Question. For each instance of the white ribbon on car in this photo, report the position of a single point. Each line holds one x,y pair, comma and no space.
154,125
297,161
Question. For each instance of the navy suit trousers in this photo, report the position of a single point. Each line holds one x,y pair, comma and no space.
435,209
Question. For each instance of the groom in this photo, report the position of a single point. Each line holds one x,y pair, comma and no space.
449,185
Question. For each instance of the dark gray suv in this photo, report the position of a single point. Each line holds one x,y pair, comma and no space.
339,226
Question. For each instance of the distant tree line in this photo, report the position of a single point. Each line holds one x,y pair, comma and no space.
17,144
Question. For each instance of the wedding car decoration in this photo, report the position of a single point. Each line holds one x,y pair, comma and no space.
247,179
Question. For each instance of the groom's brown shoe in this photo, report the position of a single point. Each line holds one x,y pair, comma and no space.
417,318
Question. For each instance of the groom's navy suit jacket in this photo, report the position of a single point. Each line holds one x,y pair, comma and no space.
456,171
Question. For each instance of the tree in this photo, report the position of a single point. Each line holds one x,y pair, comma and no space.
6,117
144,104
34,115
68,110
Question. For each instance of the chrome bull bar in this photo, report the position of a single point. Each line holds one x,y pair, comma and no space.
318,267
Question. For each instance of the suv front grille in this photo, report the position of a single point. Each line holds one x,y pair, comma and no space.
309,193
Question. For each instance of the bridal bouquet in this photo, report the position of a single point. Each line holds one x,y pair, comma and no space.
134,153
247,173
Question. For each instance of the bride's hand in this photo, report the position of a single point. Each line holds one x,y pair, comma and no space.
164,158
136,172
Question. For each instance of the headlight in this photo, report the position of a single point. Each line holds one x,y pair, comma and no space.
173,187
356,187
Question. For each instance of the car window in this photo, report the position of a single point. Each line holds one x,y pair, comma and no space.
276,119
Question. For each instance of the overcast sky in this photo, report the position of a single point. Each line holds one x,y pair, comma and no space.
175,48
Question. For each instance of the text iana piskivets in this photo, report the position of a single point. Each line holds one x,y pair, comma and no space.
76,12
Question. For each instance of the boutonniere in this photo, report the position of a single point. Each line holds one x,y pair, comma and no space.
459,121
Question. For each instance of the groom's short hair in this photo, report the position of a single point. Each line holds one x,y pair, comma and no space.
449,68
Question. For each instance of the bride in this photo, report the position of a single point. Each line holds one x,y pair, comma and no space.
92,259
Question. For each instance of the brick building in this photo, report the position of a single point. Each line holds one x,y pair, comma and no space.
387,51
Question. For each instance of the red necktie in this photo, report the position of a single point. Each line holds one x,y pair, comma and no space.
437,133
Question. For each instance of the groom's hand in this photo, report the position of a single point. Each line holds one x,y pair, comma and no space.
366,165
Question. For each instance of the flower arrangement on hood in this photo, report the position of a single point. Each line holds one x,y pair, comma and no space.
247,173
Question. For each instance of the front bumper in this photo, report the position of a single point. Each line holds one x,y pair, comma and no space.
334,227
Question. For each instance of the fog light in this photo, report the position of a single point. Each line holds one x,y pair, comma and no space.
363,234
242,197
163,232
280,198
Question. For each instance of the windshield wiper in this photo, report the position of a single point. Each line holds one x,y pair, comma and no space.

——

# [EXERCISE AIM]
Take the entries and copy them out exactly.

# [OUTPUT OF THE TASK]
Question. For each instance of the white ribbon on car in this photo, report the position of a single point. Each line holds one x,y pair, comma and no space.
154,125
297,161
Question. For each instance of the navy suit trousers in this photo, report the position of a single point. Each line holds one x,y pair, comma and no space.
435,209
Question. For each instance of the groom in this photo, report the position of a single point. Each line holds one x,y pair, comma and no space.
449,185
Question. For each instance of the dark gray suv in this photo, report the position of a single point. Each line holds one x,y pair, comma and no space.
339,226
Question. For each instance of the distant tree line in this photo, report the position of a single point. Each line holds one x,y pair, comma and no space.
17,144
Question. For each instance of the wedding car decoration in this photo, report the position of a single point. Each line holds one x,y pair, comma and no space.
247,179
Question. For each instance of the groom's brown shoe in this photo, report the position of a single point. Each line holds one x,y pair, comma and no space.
417,318
Question. For each instance of the groom's navy suit jacket in this photo, report the position of a single point. Each line holds one x,y pair, comma and no space.
456,171
Question. For each instance of the tree in this photo, report the position of a single point. Each line holds one x,y pair, comma and no space.
6,117
144,104
34,115
68,110
Question. For each instance of the chrome bull bar in this photo, report the position of a single point. Each line holds one x,y pair, comma and no space.
318,267
Question. For each instance of the suv front grille in this photo, report the position of a single point. Each line holds one x,y pair, comma and no space.
309,193
Question. For each instance of the bridal bouquet in this photo, report the position of a single point. Each line holds one x,y pair, comma and no space.
134,153
247,173
Question. For each instance of the bride's hand in this photo, report the position of a single point. Each line holds one x,y pair, comma and no space.
164,158
136,172
Question. For each instance of the headlight in this photo, report the position of a single point. Each line holds one x,y pair, comma and no space.
173,187
356,187
Question. For each instance of the car window in this photo, report the position of a single point. Each line holds one x,y pair, comma and no space.
276,119
Question. For each instance of the overcast sky in this photo, report the position of a single point. Each line holds one x,y pair, comma and no space.
175,48
Question. For each instance of the text iana piskivets in this photo, report the position of a single point. Each line holds one x,y pair, comma and no space.
76,12
Question. For each instance of the boutonniere in this photo, report the position of a single point. Each line holds one x,y pair, comma and no space.
459,121
Question. For each instance of the groom's short hair in this photo, report the position of a single point. Each line holds one x,y pair, comma and no space.
449,68
Question. For each instance of the bride in this photo, report the position of a single point. Each line holds one x,y pair, comma and no space.
92,259
Question. For each instance of the brick building in this photo, report the position of a single point. Each line holds one x,y pair, comma and no space.
387,51
Question. For each instance of the red necktie in this photo, report the position of a single point. Each line holds one x,y pair, comma and no space.
437,133
Question. For each instance of the groom's hand in this photo, report the position of a single point. Each line holds one x,y pair, comma and no space.
366,165
Question. For each instance of the flower arrangement on hood in this photo, report the position of a single point. Each line holds one x,y pair, comma and no space.
247,173
Question. For each instance of the front bumper in this photo, report the position of a single point. Each line holds one x,y pair, comma and no space.
334,227
Question. For each instance of the fog light in this photo, report the position of a single point. Each line holds one x,y pair, comma and no space.
363,234
242,197
163,232
280,198
Question. For each instance of the windshield wiper in this photo, report the position of a single point. Each line holds one x,y pair, comma and no space.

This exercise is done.